■ **Source document**
Join two datasets on one or more columns.

Usage

- op: join
  right: customers
  on: [customer_id]
  how: left

Parameters

Parameter Required Default Description
right Yes - Reference to right dataset
on Yes - Join key columns
how No inner Join type: inner, left, right, outer

Join Types

Type Description
inner Only matching rows from both sides
left All rows from left, matching from right
right All rows from right, matching from left
outer All rows from both sides

Examples

# Left join with customers
- op: join
  right: customers
  on: [customer_id]
  how: left

# Multiple join keys
- op: join
  right: products
  on: [product_id, region]
  how: left

Python API

from quicketl.config.transforms import JoinTransform
transform = JoinTransform(right="customers", on=["customer_id"], how="left")

aggregate

Group data and compute summary statistics.

Usage

- op: aggregate
  group_by: [region]
  aggs:
    total_sales: sum(amount)
    order_count: count(*)

Parameters

Parameter Required Type Description
group_by Yes list[str] Columns to group by
aggs Yes dict[str, str] Output column → aggregation expression

Aggregation Functions

Function Description Example
sum(col) Sum of values sum(amount)
avg(col) Average (mean) avg(amount)
min(col) Minimum value min(amount)
max(col) Maximum value max(amount)
count(*) Count all rows count(*)
count(col) Count non-null count(customer_id)

Examples

# Basic aggregation
- op: aggregate
  group_by: [category]
  aggs:
    total_sales: sum(amount)

# Multiple aggregations
- op: aggregate
  group_by: [region]
  aggs:
    total_sales: sum(amount)
    avg_order: avg(amount)
    min_order: min(amount)
    max_order: max(amount)
    order_count: count(*)

# Multiple group columns
- op: aggregate
  group_by: [region, category, year]
  aggs:
    total: sum(amount)

Python API

from quicketl.config.transforms import AggregateTransform
transform = AggregateTransform(
    group_by=["region"],
    aggs={"total_sales": "sum(amount)", "order_count": "count(*)"}
)

■ **Requirements**
Please write the next part of the quicketl transform documentation above, picking up right after its last line.

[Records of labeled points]
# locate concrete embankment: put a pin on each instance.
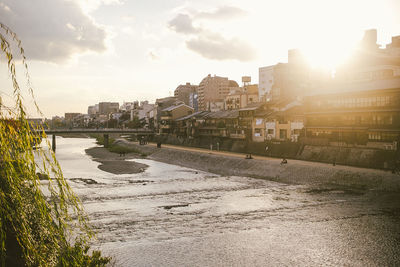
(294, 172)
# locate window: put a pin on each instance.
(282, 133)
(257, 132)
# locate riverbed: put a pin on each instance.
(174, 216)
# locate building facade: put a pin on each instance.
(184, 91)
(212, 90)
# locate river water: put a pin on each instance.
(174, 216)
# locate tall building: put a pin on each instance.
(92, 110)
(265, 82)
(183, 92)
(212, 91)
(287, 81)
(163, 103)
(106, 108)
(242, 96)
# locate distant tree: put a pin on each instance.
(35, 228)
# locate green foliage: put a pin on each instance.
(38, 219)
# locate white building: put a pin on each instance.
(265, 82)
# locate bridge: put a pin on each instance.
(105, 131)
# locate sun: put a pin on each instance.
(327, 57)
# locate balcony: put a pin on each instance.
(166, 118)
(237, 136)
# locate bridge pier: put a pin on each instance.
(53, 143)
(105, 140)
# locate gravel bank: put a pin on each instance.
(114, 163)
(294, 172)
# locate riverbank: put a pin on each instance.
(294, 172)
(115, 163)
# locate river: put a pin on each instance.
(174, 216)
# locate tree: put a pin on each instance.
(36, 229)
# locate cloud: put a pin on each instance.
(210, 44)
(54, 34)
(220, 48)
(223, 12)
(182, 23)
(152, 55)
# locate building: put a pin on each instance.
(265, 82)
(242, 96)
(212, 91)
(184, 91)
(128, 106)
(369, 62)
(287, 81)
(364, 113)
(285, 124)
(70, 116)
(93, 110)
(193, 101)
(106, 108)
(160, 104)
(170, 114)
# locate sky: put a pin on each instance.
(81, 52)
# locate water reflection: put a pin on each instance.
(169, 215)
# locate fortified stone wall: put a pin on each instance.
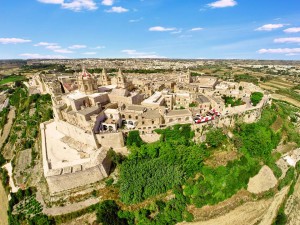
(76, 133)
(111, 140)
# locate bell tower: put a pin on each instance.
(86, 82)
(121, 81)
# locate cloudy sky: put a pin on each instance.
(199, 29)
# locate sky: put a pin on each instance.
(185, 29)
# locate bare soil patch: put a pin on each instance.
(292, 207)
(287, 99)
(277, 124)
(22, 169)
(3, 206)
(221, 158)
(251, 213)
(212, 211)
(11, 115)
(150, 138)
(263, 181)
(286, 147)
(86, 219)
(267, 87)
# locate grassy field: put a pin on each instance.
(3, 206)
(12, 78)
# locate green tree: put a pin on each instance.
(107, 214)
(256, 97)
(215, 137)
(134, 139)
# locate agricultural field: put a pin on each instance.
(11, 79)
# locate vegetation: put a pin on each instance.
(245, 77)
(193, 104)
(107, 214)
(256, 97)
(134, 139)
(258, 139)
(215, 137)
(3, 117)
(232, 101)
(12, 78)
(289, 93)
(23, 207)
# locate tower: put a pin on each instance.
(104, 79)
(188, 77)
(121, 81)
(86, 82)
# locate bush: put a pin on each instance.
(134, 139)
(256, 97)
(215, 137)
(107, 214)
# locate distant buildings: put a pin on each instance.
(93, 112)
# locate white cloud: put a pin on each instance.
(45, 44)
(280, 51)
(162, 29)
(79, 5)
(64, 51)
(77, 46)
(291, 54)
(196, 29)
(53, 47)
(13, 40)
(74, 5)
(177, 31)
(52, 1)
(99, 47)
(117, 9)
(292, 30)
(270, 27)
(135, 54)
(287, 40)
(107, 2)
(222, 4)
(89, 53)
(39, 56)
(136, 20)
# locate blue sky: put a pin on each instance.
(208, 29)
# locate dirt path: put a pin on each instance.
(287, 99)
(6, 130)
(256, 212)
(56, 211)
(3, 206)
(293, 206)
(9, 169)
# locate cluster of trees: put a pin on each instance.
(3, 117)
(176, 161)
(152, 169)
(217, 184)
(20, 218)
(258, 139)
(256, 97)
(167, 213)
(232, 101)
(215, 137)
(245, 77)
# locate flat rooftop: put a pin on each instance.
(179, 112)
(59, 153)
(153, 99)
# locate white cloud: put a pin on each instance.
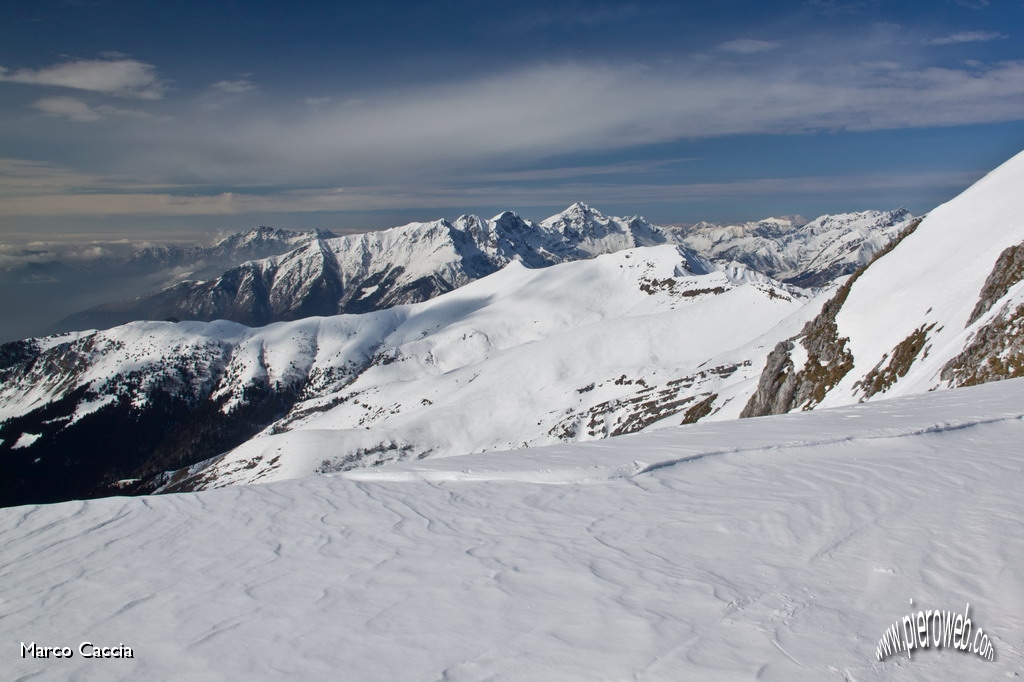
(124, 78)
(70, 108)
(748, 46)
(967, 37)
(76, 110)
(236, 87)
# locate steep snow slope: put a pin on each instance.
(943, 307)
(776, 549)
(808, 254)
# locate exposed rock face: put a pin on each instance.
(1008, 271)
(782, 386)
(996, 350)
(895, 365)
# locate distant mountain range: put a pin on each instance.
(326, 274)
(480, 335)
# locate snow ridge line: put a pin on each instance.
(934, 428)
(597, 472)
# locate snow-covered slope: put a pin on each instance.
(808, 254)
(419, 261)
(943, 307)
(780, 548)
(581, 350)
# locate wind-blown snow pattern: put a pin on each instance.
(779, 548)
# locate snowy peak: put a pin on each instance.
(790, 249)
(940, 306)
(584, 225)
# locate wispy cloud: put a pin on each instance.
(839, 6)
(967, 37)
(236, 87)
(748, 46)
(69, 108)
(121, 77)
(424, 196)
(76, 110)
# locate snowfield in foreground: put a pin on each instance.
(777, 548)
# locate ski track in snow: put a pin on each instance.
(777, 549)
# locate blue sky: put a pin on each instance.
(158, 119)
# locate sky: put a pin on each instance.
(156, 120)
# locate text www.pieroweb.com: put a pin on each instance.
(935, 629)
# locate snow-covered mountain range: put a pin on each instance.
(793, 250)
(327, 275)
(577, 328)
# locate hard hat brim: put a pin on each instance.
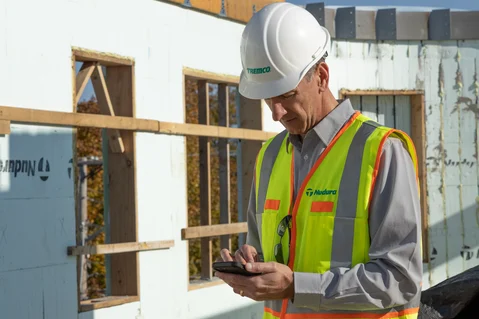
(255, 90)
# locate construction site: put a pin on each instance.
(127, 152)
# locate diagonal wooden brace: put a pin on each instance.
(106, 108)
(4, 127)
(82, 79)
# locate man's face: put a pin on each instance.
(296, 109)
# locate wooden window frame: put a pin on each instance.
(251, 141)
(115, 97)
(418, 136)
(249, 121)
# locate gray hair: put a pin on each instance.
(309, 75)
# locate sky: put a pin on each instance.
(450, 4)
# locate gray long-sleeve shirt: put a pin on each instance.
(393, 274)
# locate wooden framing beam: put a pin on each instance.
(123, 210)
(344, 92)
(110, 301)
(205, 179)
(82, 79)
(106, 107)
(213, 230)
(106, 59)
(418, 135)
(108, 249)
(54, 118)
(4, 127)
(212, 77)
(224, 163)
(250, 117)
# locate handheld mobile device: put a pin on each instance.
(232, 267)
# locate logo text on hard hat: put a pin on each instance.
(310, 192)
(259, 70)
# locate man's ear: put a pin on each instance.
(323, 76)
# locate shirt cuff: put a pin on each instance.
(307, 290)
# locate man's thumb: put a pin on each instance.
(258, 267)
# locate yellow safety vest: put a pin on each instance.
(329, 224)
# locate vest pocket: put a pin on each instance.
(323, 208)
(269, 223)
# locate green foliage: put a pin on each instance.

■ **Final result**
union

Vertically combine multiple datasets.

Usage

- op: union
  sources: [data1, data2]

Parameters

Parameter Required Type Description
sources Yes list[str] References to datasets to combine

Examples

# Combine two datasets
- op: union
  sources: [north_sales, south_sales]

# Combine multiple
- op: union
  sources: [q1_data, q2_data, q3_data, q4_data]

Schema Requirement

All datasets must have the same columns (names and types).

Python API

# Use engine directly for union
combined = engine.union([north, south])

limit

Limit output to the first N rows.

Usage

- op: limit
  n: 1000

Parameters

Parameter Required Type Description
n Yes int Maximum number of rows (must be > 0)

Examples

# Basic limit
- op: limit
  n: 100

# Top N pattern (with sort)
transforms:
  - op: sort
    by: [sales]
    descending: true
  - op: limit
    n: 10

# Sample for development
- op: limit
  n: ${SAMPLE_SIZE:-10000}

Python API

from quicketl.config.transforms import LimitTransform
transform = LimitTransform(n=1000)

Best Practices

Filter Early

Apply filters as early as possible to reduce data volume:

transforms:
  - op: filter
    predicate: date >= '2025-01-01'  # First: reduce rows
  - op: derive_column
    name: metric
    expr: expensive_calculation      # Then: compute on smaller dataset

Select Before Aggregate

Remove unnecessary columns before aggregation:

transforms:
  - op: select
    columns: [category, amount]      # Remove unused columns
  - op: aggregate
    group_by: [category]
    aggs:
      total: sum(amount)

Derive Before Aggregate

Create columns needed for aggregation:

transforms:
  - op: derive_column
    name: net_amount
    expr: amount - discount
  - op: aggregate
    group_by: [region]
    aggs:
      total_net: sum(net_amount)